(Entries from a point annotation set)
———

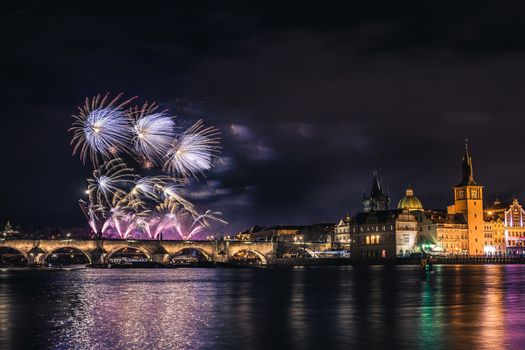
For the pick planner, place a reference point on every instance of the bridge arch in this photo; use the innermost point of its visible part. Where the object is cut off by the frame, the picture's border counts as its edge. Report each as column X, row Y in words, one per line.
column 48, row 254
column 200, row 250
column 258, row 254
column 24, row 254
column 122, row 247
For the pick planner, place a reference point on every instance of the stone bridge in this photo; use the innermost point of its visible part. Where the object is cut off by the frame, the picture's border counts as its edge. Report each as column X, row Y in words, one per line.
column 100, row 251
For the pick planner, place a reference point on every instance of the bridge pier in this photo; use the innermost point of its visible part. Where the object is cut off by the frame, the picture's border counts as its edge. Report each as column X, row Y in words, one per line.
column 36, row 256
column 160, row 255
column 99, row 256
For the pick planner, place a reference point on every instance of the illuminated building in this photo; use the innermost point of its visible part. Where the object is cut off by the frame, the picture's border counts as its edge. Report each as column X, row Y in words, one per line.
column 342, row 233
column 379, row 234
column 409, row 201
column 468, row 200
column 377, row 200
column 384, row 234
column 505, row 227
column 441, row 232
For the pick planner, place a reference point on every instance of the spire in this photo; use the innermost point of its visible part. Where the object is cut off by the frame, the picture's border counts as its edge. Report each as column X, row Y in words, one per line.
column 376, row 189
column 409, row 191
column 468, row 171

———

**PROBLEM**
Without the pictures, print the whole listing exactly as given.

**FINAL RESULT**
For the pick planner, place a reference point on every instance of the bridge arch in this photo; use the innermost point of its visible part. Where the object is cut off by the frame, the picture's border counts as its edge. Report each as column X, row Y in words, one per line.
column 48, row 254
column 200, row 250
column 258, row 254
column 24, row 254
column 122, row 247
For the pick planner, place a reference point on every instance of the stone bridge in this photo; use the innermost point of its visible part. Where the object is cut off by the frame, the picture's border counts as its edge. Report each as column X, row Y in words, one per line.
column 100, row 251
For the pick planner, place a reference point on every instance of the bridge pier in this photo; use the innermost point of its visible part. Where the object is cut off by the frame, the picture's border counts as its edge. Report each as column X, row Y in words, one per line.
column 36, row 256
column 160, row 255
column 99, row 256
For the pick planner, place a reference point on every instance of the illuminated building in this photo; use the innermost point of its visible part. Where the object is cut off by the frame, the picture's border counts as its edge. Report each as column X, row Y in words, one per line.
column 342, row 233
column 379, row 234
column 409, row 201
column 468, row 200
column 377, row 200
column 384, row 234
column 505, row 227
column 441, row 232
For the pick planner, place a reference point on every instance of the spire in this photo; use the innermost point of its visible part. Where the object is cut off by the frame, the picture's border counts as its edge. Report each as column X, row Y in words, one per line.
column 376, row 189
column 409, row 191
column 468, row 171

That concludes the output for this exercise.